• **REQUIRED ACTIONS**:
A - Could you reproduce the passage of the Parkinson's disease yeast model article starting at "Scientists who developed" and ending at "how genes work.", word for word?
B - Can you carry on the article about the yeast model of Parkinson's disease, picking up right after its final sentence?

• **DOCUMENT EXTRACT**:
=====

U.S. Department of Health and Human Services
NATIONAL INSTITUTES OF HEALTH
National Institute of Neurological Disorders and Stroke (NINDS)
Scientists who developed the first yeast model of Parkinson's disease (PD) have been able to describe the mechanisms of an important gene's role in the disease. Tiago Fleming Outeiro, Ph.D., and Susan Lindquist, Ph.D., of the Whitehead Institute for Biomedical Research in Cambridge, Massachusetts, studied the gene's actions under normal conditions and under abnormal conditions to learn how and when the gene's produce, alpha-synuclein, becomes harmful to surrounding cells. The scientists created a yeast model that expresses the alpha-synuclein gene, which has been implicated in Parkinson's disease (PD). Yeast models are often used in the study of genetic diseases because they offer researchers a simple system that allows them to clarify how genes work.

=====

• **RAW DATA**:
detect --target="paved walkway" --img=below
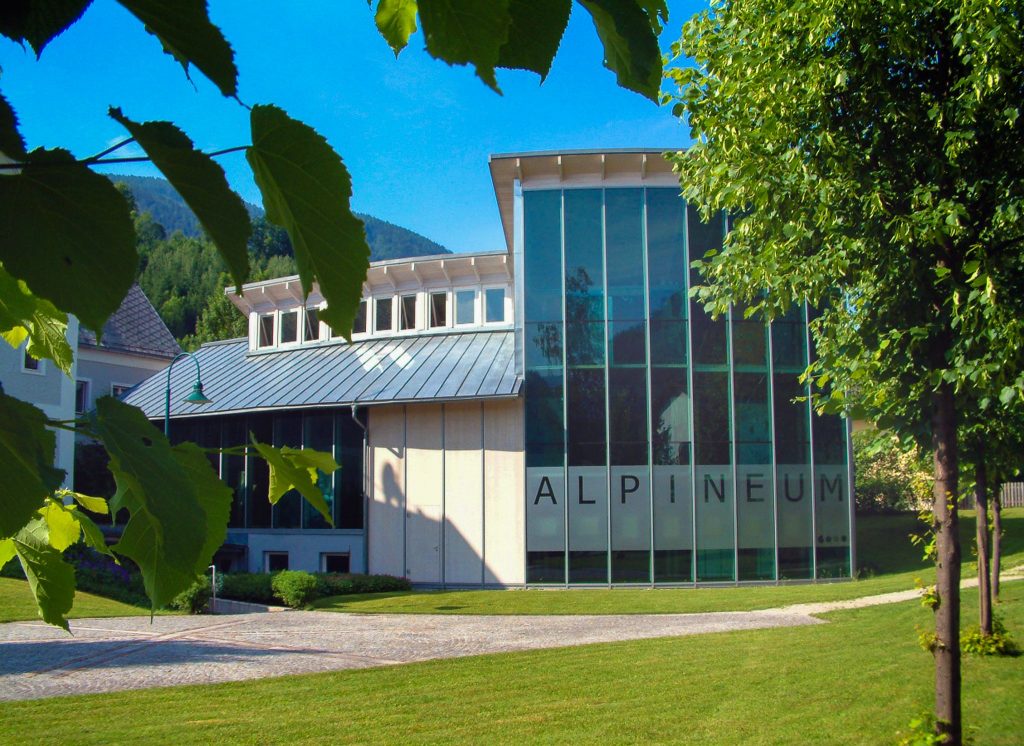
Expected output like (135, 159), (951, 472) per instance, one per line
(0, 573), (1015, 700)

=====

• **RESPONSES**:
A -
Scientists who developed the first yeast model of Parkinson's disease (PD) have been able to describe the mechanisms of an important gene's role in the disease. Tiago Fleming Outeiro, Ph.D., and Susan Lindquist, Ph.D., of the Whitehead Institute for Biomedical Research in Cambridge, Massachusetts, studied the gene's actions under normal conditions and under abnormal conditions to learn how and when the gene's produce, alpha-synuclein, becomes harmful to surrounding cells. The scientists created a yeast model that expresses the alpha-synuclein gene, which has been implicated in Parkinson's disease (PD). Yeast models are often used in the study of genetic diseases because they offer researchers a simple system that allows them to clarify how genes work.

B -
The National Institute of Neurological Disorders and Stroke, part of the National Institutes of Health, funded the study, which appears in the December 5, 2003, issue of Science.1
The alpha-synuclein protein, which is found broadly in the brain, has been implicated in several neurodegenerative disorders. Sometimes a mutation or a misfolding of the protein causes the problems; other times there are too many copies of the normal gene. A study earlier this year reported that patients with a rare familial form of PD had too many normal copies of the alpha-synuclein gene, which resulted in a buildup of protein inside brain cells, causing the symptoms of PD.
Drs. Outeiro and Lindquist conducted their study by creating one yeast that expresses wild type synuclein, using the normal gene, and another yeast that expresses two mutant forms, using a mutated version of the gene found in patients with PD.
One theory for the cause of PD is that an aging brain no longer has the capacity to cope with accumulating or misfolding proteins. A normal healthy brain has the ability to clear out excess or mutant proteins through a process known as the quality control system. In the yeast model of PD, when the scientists doubled the expression of the alpha-synuclein gene it "profoundly changed" the fate of the yeast's quality control system, and alpha-synuclein appeared in large clumps of cells (inclusion bodies). This did not happen when they studied the actions of a single copy of the wild type synuclein. These inclusion bodies have a toxic effect that causes cell death and neurodegeneration.
"Just a twofold difference in expression was sufficient to cause a catastrophic change in behavior," the scientists report in their paper.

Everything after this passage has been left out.